**** Excerpted passage ****

Personal life
Shemp, like his brother Moe, was born in Bensonhurst
while Jerome (Curly) was born in the Bath Beach neighborhood of
Brooklyn, New York. He was the third of the five Horwitz brothers
and of Levite and Lithuanian Jewish ancestry. In September 1925,
Shemp (age 30) married Gertrude Frank (age 28) a fellow New Yorker.
They had only one child, a son, Morton (1926-1972).
Shemp used his somewhat homely appearance for comic
effect, often mugging grotesquely or allowing his hair to fall in
disarray. He even played along with a publicity stunt that named
him "The Ugliest Man in Hollywood." ("I'm hideous,"
he explained to reporters.) Notoriously phobic, his fears included
airplanes, automobiles, dogs and water.
Show business
Moe entered show business as a youngster, on stage
and in films. By the 1920s he was part of a roughhouse act with
vaudeville star Ted Healy. One day Moe spotted his brother Shemp
in the audience, and yelled at him from the stage. Quick-witted
Shemp yelled right back, and walked onto the stage, From then on,
Shemp was part of the act, usually known as "Ted Healy and
His Stooges." On stage, Healy would sing and tell jokes while
his three noisy stooges (show-business slang for assistants) would
get in his way. Healy would retaliate with physical and verbal abuse.
Shemp played a bumbling fireman in the Stooges' first film, Soup
to Nuts, the only film in which he plays one of Healy's gang.
Healy was always the main attraction of the act,
and his stooges were in constant disagreement with him over billing,
money, and management. Tired of Healy's shenanigans, Shemp left
Healy's act in 1932 to pursue a solo film career.

**** Listed entries ****

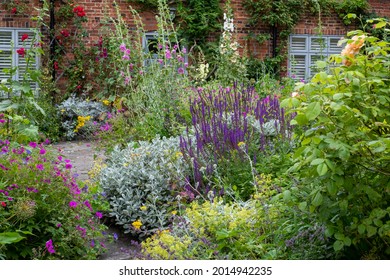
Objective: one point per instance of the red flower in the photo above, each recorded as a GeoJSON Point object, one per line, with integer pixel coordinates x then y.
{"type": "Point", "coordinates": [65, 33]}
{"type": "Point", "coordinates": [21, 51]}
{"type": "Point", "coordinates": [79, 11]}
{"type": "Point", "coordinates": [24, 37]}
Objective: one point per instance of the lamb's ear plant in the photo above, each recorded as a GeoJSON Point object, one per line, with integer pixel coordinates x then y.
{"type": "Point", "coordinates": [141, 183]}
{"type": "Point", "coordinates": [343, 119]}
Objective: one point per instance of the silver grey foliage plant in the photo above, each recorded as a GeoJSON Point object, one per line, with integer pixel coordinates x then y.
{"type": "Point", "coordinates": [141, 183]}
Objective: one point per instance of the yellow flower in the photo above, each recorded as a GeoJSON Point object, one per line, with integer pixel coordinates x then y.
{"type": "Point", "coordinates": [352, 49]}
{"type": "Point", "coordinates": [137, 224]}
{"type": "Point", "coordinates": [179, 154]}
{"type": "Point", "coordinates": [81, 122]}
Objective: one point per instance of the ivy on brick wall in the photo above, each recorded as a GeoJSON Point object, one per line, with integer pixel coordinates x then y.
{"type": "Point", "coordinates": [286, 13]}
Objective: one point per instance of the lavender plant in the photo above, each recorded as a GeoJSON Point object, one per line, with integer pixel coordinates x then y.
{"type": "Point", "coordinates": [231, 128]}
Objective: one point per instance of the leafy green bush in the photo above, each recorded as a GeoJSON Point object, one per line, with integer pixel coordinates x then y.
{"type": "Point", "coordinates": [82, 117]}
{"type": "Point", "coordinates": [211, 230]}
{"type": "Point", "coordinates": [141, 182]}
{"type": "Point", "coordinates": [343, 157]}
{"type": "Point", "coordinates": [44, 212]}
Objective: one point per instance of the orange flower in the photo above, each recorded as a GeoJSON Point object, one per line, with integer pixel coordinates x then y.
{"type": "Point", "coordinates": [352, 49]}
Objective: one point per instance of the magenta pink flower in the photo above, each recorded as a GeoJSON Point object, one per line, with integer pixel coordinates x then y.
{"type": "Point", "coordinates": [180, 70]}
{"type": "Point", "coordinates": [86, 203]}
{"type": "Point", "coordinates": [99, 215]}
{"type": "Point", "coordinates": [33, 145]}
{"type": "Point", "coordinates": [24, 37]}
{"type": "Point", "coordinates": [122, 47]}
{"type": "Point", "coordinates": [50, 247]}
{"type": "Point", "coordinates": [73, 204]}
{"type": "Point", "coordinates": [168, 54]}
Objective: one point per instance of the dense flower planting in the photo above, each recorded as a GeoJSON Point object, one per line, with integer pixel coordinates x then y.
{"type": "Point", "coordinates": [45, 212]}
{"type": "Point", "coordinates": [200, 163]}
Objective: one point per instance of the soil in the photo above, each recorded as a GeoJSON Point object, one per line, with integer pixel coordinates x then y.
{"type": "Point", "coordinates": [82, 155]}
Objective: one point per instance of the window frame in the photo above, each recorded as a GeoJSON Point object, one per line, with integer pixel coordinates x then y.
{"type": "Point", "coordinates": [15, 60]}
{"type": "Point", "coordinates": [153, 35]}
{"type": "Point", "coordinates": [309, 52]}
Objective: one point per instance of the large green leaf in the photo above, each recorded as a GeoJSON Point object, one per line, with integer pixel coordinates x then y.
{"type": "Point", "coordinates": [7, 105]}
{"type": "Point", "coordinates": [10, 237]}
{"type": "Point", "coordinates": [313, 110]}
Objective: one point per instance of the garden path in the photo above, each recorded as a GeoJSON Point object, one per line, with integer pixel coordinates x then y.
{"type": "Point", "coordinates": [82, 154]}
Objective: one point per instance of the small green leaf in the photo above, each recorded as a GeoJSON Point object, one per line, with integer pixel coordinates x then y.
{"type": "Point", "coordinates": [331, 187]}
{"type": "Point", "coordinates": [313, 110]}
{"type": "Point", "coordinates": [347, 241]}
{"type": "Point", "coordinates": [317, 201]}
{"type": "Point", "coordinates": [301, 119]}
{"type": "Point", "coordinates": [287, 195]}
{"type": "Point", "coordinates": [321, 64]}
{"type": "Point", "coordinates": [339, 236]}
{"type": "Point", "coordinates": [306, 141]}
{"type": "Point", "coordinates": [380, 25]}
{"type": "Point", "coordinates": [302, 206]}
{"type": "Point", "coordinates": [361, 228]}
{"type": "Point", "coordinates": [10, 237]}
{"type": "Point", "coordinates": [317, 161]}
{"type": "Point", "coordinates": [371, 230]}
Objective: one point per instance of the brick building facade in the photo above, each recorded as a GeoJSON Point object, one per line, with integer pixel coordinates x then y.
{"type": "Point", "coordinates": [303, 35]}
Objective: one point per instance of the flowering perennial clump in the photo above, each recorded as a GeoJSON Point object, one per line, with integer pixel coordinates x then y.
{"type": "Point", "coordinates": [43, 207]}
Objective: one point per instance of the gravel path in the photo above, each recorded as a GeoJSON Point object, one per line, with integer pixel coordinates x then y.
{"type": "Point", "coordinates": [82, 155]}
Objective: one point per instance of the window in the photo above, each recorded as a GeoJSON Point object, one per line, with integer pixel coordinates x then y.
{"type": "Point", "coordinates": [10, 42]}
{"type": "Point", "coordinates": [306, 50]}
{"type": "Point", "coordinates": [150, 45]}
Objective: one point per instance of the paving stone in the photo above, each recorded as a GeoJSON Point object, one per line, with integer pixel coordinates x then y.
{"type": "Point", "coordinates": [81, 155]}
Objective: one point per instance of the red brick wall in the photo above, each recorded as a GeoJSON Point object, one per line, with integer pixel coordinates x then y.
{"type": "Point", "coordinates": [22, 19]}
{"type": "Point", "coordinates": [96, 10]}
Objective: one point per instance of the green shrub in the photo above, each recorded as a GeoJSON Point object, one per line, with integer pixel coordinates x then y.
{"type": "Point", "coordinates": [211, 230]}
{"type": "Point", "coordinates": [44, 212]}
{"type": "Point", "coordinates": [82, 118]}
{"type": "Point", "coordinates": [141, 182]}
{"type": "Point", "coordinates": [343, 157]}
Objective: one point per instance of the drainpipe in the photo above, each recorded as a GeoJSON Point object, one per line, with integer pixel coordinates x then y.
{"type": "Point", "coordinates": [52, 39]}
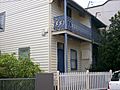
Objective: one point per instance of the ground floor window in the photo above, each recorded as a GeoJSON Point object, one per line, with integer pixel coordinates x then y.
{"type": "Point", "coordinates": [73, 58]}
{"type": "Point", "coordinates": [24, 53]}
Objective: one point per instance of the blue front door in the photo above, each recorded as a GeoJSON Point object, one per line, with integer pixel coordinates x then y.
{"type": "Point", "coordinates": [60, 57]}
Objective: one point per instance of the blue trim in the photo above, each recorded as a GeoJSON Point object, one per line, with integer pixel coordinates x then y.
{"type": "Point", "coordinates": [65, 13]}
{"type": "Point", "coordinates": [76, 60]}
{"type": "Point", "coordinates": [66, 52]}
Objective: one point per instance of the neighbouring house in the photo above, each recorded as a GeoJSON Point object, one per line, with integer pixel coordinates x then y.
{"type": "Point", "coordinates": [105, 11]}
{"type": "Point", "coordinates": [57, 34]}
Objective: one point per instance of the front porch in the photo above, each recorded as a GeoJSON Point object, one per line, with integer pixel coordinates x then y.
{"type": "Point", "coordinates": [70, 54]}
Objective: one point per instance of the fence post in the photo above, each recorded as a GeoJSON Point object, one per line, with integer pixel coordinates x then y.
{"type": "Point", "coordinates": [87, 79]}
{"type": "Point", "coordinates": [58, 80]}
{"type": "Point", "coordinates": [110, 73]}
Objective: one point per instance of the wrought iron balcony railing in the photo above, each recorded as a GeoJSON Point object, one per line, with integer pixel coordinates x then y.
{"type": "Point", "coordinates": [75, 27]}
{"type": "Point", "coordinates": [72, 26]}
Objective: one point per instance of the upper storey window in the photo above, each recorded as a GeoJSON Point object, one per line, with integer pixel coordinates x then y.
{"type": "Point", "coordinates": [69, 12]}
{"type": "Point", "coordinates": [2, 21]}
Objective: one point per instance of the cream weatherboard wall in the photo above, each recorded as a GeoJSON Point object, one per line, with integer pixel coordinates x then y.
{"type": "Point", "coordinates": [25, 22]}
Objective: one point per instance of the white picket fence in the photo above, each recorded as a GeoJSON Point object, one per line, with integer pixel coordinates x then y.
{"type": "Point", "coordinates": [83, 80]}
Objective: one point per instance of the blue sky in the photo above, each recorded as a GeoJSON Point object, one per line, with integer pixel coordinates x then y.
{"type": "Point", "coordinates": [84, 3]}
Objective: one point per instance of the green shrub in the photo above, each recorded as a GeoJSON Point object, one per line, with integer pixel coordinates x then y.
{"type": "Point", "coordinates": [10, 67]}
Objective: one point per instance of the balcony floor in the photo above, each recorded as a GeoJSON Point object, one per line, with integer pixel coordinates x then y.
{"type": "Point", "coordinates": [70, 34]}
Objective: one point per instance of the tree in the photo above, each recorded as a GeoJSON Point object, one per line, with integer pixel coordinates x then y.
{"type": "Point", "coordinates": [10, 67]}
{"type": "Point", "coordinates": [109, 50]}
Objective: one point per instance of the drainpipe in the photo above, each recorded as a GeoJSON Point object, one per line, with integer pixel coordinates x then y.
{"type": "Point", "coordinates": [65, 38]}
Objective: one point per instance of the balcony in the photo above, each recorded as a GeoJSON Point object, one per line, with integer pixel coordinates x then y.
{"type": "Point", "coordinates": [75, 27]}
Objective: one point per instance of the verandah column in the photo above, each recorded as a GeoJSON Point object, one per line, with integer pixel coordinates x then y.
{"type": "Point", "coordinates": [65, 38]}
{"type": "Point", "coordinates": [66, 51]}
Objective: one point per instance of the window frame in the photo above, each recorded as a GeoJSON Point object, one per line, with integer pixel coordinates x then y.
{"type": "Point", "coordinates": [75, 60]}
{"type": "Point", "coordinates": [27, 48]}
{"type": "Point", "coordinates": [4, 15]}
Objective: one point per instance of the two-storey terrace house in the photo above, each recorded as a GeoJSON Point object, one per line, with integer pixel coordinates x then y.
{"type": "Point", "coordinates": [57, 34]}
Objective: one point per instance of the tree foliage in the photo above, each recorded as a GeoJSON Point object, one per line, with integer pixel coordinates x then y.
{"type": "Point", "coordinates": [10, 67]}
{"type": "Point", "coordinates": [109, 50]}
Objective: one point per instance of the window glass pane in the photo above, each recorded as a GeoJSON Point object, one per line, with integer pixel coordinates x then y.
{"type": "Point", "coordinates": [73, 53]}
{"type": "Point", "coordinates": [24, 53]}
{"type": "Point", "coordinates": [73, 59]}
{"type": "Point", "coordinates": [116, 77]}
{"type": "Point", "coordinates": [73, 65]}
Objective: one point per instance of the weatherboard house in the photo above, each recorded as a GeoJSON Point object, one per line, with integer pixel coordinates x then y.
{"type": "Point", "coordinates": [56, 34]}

****

■ Task 1: Using the passage about Shemp, decide whether each statement agrees with it, answering yes or no and quoting the words that settle it: (a) Shemp was born in the Bath Beach neighborhood of Brooklyn. (b) Shemp and Gertrude Frank had one child. (c) Shemp left Healy's act in 1935.
■ Task 2: Carry the passage about Shemp forward from its final sentence.
The items are separate material, unrelated to the passage about Shemp.

■ Right answer 1:
(a) No: "Shemp, like his brother Moe, was born in Bensonhurst"
(b) Yes: "They had only one child, a son, Morton (1926-1972)."
(c) No: "Shemp left Healy's act in 1932 to pursue a solo film career."

■ Right answer 2:
Solo years
Shemp Howard, like many New York-based performers,
found work at the Vitaphone studio in Brooklyn. Originally playing
bit roles in Vitaphone's Roscoe Arbuckle comedies, showing off his
goofy appearance, he was entrusted with speaking roles and supporting
parts almost immediately. He was featured with Vitaphone comics
Jack Haley, Ben Blue, and Gus Shy, then co-starred with Harry Gribbon,
Daphne Pollard, and Johnnie Berkes, and finally starred in his own
two-reel comedies. Shemp would seldom stick to the script, and would
liven up a scene with ad-libbed, incidental dialogue or wisecracks.
This became a trademark of his performances.
Away from Vitaphone he attempted, unsuccessfully,
to lead his own group of "stooges" in the Van Beuren musical
comedy short The Knife of the Party. Otherwise, Shemp Howard's solo
career was very successful. He performed with such comic greats
as W.C. Fields, and the comedy team Abbott and Costello, who would
reportedly trim his scene-stealing material. He also lent comic
relief to Charlie Chan and The Thin Man murder mysteries, and was
hilarious in several Universal B-musicals of the early 1940s, among
them Strictly in the Groove, How's About It? Moonlight and Cactus,
and San Antonio Rose, in which he is paired with Lon Chaney Jr.
as a faux Abbott & Costello. In most of these, his improvisational
skills are highlighted. He was briefly teamed with comedians Billy
Gilbert and Maxie Rosenbloom for three B-comedy features in 1944-45.
He also played a few dramatic roles, such as his small role in the
John Wayne film Pittsburgh in 1942.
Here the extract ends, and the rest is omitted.